# Alright I finally took some pictures



## pepperi27 (Nov 7, 2007)

Here is my soap gift set







Smoke and Odor Eliminator which really takes out odors no masking at all LOL





Mens body spray





Mens peppy foot balm My bf loves this





Dry skin shave soap





2oz jar lotion





Foaming bath oil





Womens body spray


----------



## Tabitha (Nov 7, 2007)

That is quite a specialized product line! You definately know what you want to do & where you want to go with it!


----------



## sunflwrgrl7 (Nov 7, 2007)

Ooh, very nice!  Hopefully you will get lots of Christmas sales with that gift set!!


----------



## pepperi27 (Nov 7, 2007)

Thank you guys I have four more gift sets but I didn't want anyone to think I was trying to advertise LOL.


----------



## dragonfly princess (Nov 8, 2007)

That is awsome! You have a ton of talent!!!

Good job!!


----------



## edco76 (Nov 8, 2007)

Sweet!


----------



## pepperi27 (Nov 8, 2007)

Thank you guys you are too sweet!


----------



## FitMommyOf2 (Nov 29, 2007)

Wow, awesome!!! Good luck in selling tons of it for Christmas! :wink:


----------



## Zenobiah (Dec 4, 2007)

Great original product ideas!


----------

**Exercise**:
In the forum thread on soap products, why did pepperi27 not show the other gift sets?

(Recorded data)
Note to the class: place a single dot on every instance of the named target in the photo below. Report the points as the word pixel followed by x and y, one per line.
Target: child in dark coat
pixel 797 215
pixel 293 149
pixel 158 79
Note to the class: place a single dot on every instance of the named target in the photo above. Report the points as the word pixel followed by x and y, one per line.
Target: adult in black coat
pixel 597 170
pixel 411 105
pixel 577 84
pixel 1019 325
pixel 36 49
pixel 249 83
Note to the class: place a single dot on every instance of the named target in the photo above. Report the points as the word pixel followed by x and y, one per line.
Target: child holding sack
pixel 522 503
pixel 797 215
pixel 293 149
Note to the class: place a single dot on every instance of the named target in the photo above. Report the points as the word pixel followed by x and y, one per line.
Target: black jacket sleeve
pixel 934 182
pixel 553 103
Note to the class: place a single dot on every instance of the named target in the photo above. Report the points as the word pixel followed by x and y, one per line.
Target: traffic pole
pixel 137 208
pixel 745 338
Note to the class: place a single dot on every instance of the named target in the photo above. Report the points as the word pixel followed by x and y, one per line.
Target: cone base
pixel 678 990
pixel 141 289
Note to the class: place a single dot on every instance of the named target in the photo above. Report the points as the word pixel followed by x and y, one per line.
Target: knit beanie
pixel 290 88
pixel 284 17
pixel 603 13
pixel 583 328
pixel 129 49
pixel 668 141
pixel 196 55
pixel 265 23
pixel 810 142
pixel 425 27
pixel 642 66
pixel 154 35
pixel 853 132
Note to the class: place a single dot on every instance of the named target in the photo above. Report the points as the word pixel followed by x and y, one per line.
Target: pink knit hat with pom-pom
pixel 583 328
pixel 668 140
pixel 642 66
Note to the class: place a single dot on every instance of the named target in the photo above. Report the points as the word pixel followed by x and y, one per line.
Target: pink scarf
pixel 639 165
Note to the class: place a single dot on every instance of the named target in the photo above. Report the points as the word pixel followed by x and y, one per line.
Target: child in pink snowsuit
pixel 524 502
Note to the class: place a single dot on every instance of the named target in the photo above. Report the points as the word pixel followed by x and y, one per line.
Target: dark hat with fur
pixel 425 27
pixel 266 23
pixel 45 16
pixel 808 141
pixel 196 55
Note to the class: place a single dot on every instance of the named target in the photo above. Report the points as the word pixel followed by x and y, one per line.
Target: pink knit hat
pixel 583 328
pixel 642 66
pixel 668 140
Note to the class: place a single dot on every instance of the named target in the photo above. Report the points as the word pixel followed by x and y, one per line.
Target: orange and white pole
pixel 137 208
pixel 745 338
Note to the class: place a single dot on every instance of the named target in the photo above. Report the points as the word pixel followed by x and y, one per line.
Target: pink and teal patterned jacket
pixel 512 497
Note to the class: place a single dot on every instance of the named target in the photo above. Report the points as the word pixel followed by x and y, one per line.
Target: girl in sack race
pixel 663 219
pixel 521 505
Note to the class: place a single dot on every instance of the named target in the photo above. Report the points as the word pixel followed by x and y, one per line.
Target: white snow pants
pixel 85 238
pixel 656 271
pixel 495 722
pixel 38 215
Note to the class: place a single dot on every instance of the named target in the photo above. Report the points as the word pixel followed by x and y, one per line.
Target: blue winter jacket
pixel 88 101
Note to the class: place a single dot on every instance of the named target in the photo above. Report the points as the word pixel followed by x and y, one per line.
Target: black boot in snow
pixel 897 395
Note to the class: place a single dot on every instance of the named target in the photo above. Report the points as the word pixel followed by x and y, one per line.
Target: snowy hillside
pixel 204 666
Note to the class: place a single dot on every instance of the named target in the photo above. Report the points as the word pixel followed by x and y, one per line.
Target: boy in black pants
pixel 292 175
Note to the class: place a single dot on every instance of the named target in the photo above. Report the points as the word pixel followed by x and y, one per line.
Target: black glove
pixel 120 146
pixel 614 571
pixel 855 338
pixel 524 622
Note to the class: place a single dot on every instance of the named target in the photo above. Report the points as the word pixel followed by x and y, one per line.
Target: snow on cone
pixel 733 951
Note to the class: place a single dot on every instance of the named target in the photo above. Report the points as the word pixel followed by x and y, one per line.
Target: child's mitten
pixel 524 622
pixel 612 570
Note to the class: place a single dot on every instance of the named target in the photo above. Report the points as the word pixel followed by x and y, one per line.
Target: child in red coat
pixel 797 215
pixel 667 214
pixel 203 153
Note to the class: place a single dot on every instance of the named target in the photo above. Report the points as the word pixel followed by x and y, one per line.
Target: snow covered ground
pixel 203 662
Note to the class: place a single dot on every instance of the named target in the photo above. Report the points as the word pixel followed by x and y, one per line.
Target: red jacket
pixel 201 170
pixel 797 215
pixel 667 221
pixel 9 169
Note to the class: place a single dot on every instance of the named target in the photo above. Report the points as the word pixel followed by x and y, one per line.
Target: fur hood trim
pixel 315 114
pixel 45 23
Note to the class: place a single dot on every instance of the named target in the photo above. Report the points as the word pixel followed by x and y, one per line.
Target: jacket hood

**Output for this exercise**:
Pepperi27 did not want anyone to think they were trying to advertise.